*Exercise task*
Select each line in the items below that contains the string "shirt", and copy those lines out.

Point-labeling examples:
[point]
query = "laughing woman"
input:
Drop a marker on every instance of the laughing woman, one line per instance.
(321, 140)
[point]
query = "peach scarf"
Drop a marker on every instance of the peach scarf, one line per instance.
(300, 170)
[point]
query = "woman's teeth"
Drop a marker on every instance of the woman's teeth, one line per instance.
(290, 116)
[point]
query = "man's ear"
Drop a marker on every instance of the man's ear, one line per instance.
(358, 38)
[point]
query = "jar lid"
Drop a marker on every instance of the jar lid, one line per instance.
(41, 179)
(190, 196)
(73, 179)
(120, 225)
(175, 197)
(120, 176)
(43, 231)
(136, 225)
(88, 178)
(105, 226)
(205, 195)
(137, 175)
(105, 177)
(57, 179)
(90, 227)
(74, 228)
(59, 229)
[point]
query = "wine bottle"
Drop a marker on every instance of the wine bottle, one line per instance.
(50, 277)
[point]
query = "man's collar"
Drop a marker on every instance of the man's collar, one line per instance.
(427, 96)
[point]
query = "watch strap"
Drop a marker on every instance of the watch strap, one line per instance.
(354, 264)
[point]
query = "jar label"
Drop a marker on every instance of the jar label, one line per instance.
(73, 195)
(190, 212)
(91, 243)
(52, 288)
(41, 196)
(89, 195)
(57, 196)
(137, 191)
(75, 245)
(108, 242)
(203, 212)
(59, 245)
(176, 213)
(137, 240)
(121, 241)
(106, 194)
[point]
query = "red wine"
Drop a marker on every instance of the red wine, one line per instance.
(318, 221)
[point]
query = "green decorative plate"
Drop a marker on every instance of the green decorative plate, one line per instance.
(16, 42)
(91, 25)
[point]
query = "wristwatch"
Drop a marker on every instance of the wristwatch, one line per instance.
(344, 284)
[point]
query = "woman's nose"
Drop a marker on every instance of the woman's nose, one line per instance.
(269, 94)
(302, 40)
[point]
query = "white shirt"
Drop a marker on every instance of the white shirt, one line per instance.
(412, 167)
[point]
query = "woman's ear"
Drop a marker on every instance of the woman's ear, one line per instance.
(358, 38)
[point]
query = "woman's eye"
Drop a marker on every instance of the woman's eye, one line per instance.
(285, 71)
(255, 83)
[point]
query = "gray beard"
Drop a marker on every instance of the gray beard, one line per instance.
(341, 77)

*Result for this exercise*
query = "white shirt"
Drop a marker on every instance of the white shirt, one line per instance.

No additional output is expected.